End of life decision making is controversial.  Even planning for the end of life can be controversial, as we saw when discussions regarding end of life care were branded as “death panels.”  “Death with Dignity” laws allow (but do not encourage) assisted suicide for those who are terminally ill; the Catholic bishops have responded that

a society that devalues some people’s lives, by hastening and facilitating their deaths, will ultimately lose respect for their other rights and freedoms.  (See more on the bishops’ thoughts on health care here.)

The disability rights group Not Dead Yet views laws allowing assisted suicide or withdrawal of life sustaining treatment  as “deadly forms of discrimination” against people with disabilities.  In 2005, the country was captivated by the case of Terri Schiavo, who lived in a persistent vegetative state for 15 years while her husband and parents battled about whether or not her body should be kept alive.  Her husband ultimately succeeded in following what he said were Terri’s wishes–to be allowed to die–but controversy over the case still lives.

One way that people of sound mind can make end of life decisions before reaching the end of life is by having an advance directive or “living will.”  All states allow such directives, though there is some variation around requirements (you can get information for your state here).

According to the American Bar Association, an advance directive does not guarantee that a person’s wishes will be followed. It does release physicians and others from liability if they follow the person’s wishes.  It makes allowing death less controversial; providers and family members are more likely to know exactly what the dying person wants.  But generally, even if there is no legal advance directive, life support can be removed if everyone (health care team and family members) believe that is the right course of action (for a person who can longer make decisions or survive independent of technological assistance).

Dataset excerpts
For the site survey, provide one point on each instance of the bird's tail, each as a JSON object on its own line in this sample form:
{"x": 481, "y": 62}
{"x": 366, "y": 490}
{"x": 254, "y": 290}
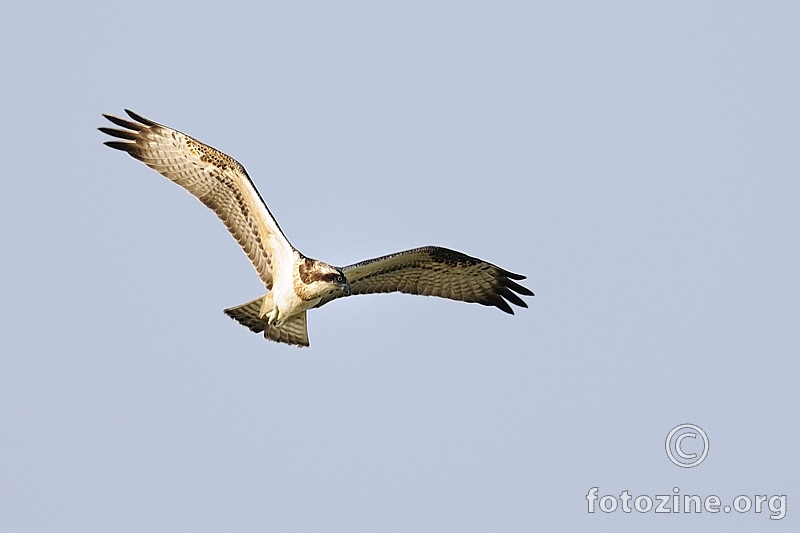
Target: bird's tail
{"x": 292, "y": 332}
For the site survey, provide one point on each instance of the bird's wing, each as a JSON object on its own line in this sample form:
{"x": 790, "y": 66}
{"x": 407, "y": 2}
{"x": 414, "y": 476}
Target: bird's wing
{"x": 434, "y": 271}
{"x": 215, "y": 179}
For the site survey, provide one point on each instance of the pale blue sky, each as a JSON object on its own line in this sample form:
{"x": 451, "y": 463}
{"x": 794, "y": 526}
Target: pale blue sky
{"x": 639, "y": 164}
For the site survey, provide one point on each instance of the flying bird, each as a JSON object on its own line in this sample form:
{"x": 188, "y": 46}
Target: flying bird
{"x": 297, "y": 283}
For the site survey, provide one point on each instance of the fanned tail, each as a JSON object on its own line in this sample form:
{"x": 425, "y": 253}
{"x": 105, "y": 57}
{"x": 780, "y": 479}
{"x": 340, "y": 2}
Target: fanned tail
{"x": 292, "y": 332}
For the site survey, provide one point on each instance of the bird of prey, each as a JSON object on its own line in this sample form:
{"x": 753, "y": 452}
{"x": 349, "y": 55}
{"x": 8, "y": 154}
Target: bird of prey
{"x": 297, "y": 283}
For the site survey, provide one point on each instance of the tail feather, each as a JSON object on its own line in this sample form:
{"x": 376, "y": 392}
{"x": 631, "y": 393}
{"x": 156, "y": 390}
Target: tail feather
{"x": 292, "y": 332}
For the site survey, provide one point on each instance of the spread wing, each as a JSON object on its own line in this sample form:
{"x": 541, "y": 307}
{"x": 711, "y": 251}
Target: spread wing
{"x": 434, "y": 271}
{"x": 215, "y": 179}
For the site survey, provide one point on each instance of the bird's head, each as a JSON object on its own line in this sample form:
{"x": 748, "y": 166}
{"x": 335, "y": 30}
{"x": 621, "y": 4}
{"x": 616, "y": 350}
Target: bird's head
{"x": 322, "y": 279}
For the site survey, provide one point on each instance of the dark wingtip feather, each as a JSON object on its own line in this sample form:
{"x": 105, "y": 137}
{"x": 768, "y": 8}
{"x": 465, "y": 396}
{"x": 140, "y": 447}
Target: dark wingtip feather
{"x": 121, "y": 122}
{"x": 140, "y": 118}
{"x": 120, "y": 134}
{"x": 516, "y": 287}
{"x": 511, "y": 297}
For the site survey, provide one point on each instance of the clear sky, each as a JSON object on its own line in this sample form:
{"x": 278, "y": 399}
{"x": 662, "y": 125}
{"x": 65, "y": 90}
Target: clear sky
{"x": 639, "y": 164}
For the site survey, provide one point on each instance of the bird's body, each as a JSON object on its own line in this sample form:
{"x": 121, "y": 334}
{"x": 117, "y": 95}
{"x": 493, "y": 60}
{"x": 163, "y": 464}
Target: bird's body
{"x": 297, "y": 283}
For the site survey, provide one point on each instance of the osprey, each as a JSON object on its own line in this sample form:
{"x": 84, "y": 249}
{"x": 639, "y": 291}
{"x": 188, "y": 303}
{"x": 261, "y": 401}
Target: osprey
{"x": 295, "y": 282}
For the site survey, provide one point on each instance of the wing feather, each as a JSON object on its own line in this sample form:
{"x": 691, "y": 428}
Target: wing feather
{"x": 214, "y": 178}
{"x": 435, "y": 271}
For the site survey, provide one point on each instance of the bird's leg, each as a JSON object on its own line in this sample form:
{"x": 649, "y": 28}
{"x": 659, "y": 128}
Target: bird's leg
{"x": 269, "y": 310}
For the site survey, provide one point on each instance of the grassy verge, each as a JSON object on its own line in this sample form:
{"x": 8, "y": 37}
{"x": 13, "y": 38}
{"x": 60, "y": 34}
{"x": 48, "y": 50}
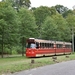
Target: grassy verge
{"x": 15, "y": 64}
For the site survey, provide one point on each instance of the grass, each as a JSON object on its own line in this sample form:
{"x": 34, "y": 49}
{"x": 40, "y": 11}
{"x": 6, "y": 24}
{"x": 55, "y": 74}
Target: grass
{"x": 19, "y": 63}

--

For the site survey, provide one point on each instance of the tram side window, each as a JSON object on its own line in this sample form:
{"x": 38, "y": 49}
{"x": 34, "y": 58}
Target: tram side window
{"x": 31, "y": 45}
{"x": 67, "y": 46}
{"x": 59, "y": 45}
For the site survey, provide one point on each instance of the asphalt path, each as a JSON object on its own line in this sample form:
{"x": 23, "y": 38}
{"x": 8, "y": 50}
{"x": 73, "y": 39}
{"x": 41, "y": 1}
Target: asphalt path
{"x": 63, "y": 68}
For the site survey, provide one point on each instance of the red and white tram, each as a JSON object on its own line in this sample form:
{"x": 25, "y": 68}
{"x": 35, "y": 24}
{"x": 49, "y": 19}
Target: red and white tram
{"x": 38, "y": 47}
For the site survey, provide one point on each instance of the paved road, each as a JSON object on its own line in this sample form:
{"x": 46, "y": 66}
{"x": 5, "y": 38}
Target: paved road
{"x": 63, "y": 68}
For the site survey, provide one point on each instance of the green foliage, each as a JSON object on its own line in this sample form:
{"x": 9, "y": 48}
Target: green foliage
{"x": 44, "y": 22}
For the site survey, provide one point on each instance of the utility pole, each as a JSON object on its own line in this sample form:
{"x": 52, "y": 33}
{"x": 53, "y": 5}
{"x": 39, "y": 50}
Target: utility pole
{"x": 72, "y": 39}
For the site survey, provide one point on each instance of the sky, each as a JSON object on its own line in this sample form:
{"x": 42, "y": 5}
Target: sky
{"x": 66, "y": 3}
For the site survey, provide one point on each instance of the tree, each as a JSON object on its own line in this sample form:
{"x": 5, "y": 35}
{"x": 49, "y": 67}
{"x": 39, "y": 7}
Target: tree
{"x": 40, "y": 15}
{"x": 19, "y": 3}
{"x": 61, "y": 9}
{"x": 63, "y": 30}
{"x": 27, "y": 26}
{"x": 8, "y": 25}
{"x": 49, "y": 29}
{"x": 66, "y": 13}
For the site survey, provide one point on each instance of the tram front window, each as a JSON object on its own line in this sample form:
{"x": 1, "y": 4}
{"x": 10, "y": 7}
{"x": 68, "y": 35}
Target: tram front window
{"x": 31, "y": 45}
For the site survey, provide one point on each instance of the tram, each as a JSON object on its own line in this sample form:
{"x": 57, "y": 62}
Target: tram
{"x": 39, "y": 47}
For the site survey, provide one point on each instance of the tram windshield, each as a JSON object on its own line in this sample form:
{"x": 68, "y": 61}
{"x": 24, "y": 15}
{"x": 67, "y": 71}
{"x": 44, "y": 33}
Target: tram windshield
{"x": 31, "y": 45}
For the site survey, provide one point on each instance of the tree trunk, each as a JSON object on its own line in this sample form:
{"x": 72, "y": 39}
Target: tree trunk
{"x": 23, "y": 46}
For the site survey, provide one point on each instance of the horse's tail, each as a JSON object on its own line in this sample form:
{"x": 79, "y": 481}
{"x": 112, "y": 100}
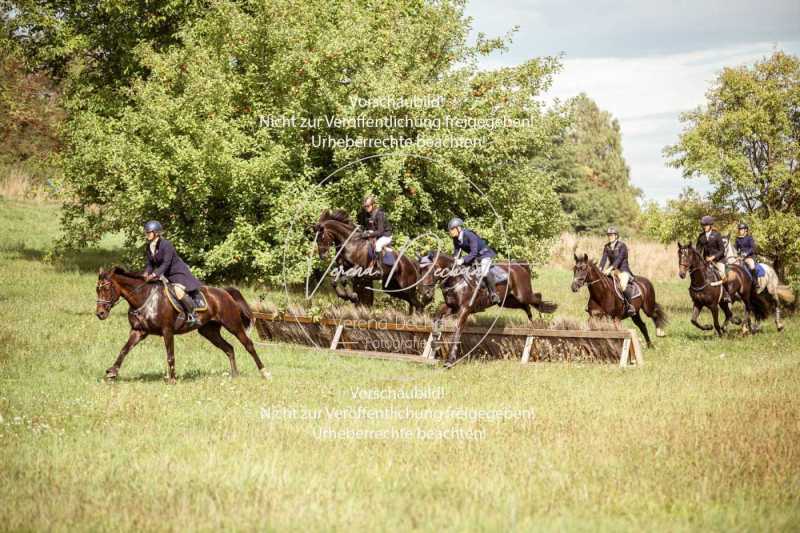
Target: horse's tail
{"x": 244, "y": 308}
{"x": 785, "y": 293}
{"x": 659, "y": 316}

...

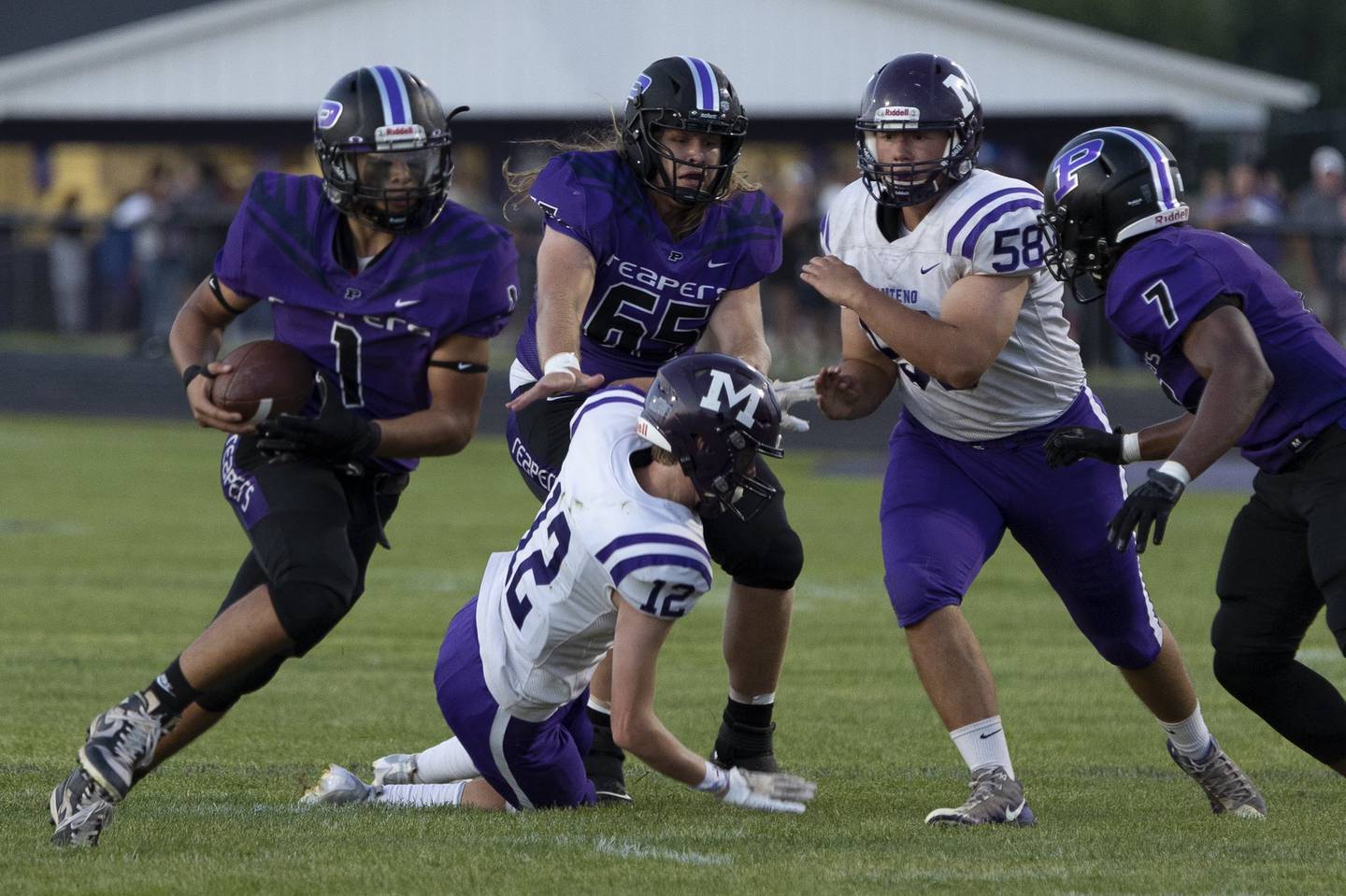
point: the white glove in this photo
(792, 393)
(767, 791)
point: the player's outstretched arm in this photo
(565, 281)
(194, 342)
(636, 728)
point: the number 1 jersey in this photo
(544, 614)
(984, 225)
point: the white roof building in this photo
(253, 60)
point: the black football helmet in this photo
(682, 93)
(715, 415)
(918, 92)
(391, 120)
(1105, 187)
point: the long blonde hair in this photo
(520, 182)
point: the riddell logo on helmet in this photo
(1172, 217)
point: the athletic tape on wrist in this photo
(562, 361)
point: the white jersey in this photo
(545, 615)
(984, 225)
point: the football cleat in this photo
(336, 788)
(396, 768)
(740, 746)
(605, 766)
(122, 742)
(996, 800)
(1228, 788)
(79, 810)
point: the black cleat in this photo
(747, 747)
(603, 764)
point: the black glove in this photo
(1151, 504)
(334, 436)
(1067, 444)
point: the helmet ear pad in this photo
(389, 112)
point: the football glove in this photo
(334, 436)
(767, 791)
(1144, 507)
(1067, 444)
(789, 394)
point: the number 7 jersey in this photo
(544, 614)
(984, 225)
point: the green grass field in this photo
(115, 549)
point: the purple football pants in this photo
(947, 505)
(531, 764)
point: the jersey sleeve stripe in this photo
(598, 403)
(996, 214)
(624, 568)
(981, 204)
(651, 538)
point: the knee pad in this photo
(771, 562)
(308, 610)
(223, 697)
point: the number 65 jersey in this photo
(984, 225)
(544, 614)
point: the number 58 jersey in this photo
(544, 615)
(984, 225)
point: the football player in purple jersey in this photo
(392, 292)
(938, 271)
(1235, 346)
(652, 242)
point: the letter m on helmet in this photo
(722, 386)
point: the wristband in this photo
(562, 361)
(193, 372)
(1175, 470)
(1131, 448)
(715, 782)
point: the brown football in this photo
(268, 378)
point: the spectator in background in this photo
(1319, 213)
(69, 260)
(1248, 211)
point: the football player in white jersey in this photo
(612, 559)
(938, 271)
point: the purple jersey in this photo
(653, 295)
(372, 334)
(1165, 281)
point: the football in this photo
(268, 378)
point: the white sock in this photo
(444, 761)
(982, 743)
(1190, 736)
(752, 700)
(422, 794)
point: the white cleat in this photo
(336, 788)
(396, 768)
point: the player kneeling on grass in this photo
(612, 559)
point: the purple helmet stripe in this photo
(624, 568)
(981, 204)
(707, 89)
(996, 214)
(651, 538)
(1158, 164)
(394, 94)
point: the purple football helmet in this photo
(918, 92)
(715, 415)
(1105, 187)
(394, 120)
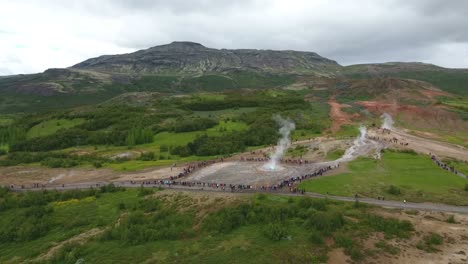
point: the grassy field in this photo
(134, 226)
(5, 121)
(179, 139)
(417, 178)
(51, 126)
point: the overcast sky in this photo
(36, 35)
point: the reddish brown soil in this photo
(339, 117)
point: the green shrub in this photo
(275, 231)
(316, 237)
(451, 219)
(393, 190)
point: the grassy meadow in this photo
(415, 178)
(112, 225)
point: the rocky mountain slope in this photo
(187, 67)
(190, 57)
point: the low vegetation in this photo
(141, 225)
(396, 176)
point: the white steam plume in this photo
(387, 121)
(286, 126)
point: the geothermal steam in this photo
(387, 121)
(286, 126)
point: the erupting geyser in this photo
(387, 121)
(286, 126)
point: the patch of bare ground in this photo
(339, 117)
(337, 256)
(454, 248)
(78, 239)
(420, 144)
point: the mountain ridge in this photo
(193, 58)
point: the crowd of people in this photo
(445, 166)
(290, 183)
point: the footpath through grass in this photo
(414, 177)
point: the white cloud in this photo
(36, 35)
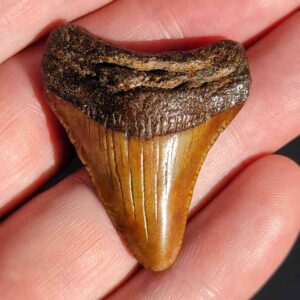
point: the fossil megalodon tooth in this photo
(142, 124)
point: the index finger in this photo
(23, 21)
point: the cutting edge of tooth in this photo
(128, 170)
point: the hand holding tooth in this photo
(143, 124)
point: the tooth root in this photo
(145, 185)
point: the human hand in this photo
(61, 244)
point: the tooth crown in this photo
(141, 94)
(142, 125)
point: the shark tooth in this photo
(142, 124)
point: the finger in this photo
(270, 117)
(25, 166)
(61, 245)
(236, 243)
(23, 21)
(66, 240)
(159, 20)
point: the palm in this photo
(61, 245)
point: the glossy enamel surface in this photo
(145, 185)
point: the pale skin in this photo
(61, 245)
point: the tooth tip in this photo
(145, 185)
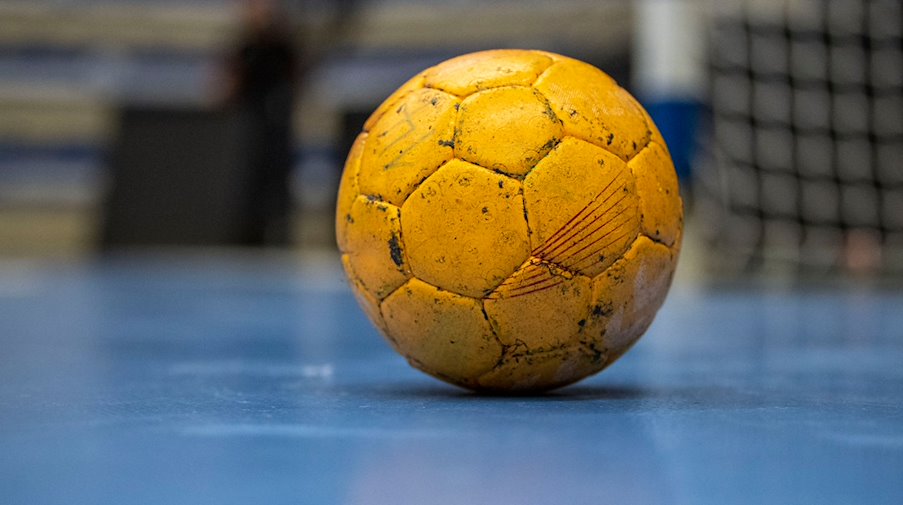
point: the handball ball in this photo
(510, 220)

Assigned task: Recast the paragraph of the end-of-life passage beginning "According to the American Bar Association" as a bulleted list that keeps its main facts.

Expected output:
- An advance directive does not guarantee that a person's wishes will be followed, according to the American Bar Association.
- It frees physicians and others from liability if they follow the person's wishes.
- It makes allowing death less controversial, since providers and family members are more likely to know exactly what the dying person wants.
- Even without a legal advance directive, life support can generally be removed if the health care team and family members all believe that is the right course. This applies to a person who is unable to make decisions or to survive without technological assistance.